» **DIRECTION**:
Copy out the lines verbatim, from the first one through the line containing "POLYGON ((874 299, 238", with both of those lines included.

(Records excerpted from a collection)
•••••

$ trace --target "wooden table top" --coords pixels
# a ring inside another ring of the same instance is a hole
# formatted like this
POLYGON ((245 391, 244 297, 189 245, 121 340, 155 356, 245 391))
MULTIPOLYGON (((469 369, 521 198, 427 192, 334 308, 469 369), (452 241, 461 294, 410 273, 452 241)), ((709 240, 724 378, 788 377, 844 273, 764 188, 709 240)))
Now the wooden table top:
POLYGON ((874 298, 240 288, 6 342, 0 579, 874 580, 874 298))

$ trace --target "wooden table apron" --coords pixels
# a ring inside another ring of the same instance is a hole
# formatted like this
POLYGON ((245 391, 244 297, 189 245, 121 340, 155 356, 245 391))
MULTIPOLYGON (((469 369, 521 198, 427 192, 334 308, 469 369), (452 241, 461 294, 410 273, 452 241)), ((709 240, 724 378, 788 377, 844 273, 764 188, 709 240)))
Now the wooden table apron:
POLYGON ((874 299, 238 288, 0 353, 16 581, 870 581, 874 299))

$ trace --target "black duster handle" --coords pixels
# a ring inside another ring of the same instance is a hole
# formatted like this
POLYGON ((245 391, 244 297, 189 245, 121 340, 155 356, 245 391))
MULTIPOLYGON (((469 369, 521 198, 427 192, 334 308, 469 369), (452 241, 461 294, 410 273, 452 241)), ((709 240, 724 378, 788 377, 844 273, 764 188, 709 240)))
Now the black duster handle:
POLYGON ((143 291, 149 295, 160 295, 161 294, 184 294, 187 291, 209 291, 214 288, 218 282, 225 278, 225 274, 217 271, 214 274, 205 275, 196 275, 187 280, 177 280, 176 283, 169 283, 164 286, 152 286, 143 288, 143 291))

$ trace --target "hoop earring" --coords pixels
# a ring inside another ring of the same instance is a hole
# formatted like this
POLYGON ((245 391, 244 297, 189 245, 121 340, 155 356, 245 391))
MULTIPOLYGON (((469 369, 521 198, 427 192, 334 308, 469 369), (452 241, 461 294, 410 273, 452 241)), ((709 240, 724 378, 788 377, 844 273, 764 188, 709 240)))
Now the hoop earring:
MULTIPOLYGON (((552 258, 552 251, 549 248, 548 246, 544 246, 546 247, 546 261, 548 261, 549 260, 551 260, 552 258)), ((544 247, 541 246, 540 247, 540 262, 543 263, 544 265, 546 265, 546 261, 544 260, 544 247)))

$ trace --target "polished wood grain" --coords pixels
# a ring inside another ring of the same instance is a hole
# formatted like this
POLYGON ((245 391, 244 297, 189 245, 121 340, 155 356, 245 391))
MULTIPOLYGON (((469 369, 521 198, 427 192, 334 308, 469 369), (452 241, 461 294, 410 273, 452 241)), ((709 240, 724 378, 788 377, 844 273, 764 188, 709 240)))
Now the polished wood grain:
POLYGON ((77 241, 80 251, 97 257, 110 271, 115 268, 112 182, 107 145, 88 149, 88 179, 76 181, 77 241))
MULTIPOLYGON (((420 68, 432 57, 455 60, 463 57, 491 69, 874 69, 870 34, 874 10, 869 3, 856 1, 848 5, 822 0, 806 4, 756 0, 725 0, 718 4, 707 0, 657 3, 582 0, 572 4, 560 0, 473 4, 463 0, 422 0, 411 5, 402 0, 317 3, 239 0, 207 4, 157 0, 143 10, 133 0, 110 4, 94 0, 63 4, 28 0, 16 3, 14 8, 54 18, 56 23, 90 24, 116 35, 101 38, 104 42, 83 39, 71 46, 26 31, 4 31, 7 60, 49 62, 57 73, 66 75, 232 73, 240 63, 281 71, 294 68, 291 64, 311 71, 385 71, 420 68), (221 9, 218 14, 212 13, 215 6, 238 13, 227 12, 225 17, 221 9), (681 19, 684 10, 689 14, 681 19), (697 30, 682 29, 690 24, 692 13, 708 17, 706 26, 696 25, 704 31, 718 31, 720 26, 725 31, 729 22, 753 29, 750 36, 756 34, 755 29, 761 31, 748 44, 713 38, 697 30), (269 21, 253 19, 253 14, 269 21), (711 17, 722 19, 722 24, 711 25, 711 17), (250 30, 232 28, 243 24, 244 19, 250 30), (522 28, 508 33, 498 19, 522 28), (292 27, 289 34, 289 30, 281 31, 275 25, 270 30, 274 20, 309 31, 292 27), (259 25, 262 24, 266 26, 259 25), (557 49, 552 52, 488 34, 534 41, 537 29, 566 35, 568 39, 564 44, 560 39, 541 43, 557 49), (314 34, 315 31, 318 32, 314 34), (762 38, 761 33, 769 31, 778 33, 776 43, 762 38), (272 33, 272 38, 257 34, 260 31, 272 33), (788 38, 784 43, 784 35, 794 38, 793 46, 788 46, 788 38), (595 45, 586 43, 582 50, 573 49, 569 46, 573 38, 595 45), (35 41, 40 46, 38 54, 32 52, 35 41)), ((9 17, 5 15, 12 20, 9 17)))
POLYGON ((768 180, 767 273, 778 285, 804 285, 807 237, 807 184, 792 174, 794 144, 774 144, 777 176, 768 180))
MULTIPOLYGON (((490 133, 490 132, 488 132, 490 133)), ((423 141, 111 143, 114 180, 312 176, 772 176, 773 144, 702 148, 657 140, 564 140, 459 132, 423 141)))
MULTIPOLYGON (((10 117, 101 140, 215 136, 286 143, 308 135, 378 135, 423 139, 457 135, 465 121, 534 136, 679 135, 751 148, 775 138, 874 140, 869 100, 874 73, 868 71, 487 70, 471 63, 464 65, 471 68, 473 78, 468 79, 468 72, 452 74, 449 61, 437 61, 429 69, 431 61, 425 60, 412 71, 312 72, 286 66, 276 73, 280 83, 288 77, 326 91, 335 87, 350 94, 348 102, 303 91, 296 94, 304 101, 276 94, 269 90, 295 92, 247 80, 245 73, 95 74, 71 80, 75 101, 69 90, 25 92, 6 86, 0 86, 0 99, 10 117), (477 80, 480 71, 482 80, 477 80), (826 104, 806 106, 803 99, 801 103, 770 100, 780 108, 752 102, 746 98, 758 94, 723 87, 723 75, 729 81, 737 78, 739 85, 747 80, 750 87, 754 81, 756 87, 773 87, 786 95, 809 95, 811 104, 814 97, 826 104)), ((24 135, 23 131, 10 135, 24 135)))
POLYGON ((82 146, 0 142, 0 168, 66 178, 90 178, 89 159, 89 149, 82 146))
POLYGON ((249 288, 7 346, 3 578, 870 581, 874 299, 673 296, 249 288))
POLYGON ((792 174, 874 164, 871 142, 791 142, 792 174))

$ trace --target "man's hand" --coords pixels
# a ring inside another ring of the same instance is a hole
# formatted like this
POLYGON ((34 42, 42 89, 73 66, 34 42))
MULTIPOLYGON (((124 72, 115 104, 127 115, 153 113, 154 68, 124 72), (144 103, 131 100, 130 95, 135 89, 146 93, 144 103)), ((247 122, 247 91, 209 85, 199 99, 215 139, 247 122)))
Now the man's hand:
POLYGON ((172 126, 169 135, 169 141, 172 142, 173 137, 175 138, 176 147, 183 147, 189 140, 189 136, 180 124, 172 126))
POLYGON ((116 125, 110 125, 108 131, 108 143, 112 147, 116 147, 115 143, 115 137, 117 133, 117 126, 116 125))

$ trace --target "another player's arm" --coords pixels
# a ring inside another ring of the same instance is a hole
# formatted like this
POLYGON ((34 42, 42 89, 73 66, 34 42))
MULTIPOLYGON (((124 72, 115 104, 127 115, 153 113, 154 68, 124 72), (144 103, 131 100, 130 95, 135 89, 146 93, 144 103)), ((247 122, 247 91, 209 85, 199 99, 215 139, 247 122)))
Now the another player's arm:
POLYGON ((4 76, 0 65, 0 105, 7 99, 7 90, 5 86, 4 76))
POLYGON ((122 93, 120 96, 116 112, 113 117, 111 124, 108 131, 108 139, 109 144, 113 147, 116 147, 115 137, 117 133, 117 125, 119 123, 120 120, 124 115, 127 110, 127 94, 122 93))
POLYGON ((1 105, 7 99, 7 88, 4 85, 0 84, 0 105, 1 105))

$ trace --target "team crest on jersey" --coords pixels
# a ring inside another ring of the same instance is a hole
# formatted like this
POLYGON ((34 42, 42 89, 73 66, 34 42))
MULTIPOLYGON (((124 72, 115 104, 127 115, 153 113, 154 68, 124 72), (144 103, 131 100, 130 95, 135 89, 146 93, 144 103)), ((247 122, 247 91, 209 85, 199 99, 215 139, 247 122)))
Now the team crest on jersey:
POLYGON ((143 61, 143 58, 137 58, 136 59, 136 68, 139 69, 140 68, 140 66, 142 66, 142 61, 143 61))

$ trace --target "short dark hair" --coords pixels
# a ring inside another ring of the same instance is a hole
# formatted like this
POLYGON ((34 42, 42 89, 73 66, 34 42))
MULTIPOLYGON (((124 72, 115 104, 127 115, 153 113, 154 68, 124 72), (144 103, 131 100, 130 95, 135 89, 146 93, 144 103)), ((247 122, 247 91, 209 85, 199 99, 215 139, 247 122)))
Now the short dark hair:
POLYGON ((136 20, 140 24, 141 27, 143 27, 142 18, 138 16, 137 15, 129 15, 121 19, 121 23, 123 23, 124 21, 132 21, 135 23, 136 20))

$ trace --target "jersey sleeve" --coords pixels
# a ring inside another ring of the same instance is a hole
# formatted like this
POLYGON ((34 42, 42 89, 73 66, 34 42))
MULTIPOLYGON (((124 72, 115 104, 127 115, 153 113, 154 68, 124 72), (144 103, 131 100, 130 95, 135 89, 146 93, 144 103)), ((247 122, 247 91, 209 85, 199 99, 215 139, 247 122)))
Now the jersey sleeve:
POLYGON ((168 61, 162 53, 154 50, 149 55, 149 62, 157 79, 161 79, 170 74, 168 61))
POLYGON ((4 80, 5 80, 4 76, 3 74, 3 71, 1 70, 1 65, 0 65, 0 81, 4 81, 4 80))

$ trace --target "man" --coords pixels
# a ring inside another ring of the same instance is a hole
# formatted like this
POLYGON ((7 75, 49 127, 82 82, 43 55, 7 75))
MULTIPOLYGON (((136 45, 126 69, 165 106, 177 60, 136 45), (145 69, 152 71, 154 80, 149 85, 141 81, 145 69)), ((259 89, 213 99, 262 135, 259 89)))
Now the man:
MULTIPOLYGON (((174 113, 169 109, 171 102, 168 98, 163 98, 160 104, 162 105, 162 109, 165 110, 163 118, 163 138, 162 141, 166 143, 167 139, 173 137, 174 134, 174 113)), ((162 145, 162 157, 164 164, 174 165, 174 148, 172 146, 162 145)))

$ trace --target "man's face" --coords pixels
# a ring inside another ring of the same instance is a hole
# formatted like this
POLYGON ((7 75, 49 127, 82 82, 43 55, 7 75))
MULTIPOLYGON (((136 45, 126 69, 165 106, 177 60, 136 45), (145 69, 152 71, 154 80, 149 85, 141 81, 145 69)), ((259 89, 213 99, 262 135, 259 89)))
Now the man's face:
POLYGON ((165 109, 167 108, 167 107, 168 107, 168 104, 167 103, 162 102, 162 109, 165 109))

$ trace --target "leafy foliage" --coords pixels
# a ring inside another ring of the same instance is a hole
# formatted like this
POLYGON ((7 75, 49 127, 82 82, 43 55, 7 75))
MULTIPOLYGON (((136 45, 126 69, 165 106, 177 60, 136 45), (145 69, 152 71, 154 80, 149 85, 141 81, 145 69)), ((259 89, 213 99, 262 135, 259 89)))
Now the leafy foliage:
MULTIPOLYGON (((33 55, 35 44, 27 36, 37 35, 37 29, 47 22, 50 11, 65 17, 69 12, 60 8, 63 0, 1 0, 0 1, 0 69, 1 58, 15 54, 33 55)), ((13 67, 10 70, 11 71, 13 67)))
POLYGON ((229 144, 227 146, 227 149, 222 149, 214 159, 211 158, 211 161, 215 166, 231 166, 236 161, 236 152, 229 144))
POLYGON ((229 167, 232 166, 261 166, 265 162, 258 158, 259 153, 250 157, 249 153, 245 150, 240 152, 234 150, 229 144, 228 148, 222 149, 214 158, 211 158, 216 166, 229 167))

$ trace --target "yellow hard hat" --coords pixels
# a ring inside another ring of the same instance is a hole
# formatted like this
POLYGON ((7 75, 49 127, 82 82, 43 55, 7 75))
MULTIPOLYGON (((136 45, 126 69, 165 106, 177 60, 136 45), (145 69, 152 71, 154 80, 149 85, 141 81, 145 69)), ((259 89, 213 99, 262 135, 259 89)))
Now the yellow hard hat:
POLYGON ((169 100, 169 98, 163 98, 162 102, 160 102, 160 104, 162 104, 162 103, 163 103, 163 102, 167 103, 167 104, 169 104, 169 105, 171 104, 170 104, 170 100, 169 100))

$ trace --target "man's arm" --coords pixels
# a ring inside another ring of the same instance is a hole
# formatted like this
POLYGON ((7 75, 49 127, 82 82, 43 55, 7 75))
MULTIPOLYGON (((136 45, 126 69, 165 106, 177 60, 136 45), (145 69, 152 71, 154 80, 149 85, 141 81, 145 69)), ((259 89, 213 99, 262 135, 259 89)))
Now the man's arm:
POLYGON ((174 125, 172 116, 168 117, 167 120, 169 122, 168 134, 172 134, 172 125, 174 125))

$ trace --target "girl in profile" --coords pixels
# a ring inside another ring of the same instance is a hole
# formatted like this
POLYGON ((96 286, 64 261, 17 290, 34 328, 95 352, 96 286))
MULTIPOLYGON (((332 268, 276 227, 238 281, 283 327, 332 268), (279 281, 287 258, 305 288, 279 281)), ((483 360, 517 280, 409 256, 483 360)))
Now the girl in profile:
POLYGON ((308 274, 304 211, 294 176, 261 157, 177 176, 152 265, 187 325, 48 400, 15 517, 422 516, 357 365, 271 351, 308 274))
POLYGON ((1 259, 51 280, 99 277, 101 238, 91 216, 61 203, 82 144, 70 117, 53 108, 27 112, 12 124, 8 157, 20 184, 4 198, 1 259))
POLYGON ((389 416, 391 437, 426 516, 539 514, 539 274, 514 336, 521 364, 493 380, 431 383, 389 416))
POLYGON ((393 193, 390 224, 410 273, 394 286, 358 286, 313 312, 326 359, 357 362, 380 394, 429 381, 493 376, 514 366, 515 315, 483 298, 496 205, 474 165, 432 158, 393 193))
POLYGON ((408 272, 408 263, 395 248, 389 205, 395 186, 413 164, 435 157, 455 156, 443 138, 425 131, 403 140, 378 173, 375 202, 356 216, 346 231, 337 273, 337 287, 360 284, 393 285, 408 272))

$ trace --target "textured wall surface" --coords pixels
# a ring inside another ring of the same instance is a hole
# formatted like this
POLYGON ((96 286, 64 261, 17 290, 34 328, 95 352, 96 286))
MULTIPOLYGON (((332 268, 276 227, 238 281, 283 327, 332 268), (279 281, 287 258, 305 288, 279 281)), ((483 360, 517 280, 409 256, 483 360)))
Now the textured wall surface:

•••••

» **COMPLETE ANSWER**:
$ trace --target "wooden table top" --coords pixels
# a ring inside another ring of the same instance is a hole
# formatted like this
POLYGON ((245 391, 244 297, 189 245, 121 340, 155 356, 245 391))
MULTIPOLYGON (((469 369, 521 198, 427 192, 334 308, 469 369), (452 241, 461 294, 410 273, 452 241)), ((709 240, 724 378, 788 377, 844 273, 764 188, 709 240)))
Now the wooden table top:
POLYGON ((874 298, 240 288, 6 342, 0 579, 874 580, 874 298))

$ trace --target "wooden table apron" --coords pixels
# a ring inside another ring of the same instance is a hole
# formatted like this
POLYGON ((245 391, 244 297, 189 245, 121 340, 155 356, 245 391))
MULTIPOLYGON (((469 369, 521 198, 427 192, 334 308, 469 369), (452 241, 461 294, 410 273, 452 241)), ((709 240, 724 378, 788 377, 844 273, 764 188, 709 240)))
Now the wooden table apron:
POLYGON ((874 299, 238 288, 0 353, 16 581, 870 581, 874 299))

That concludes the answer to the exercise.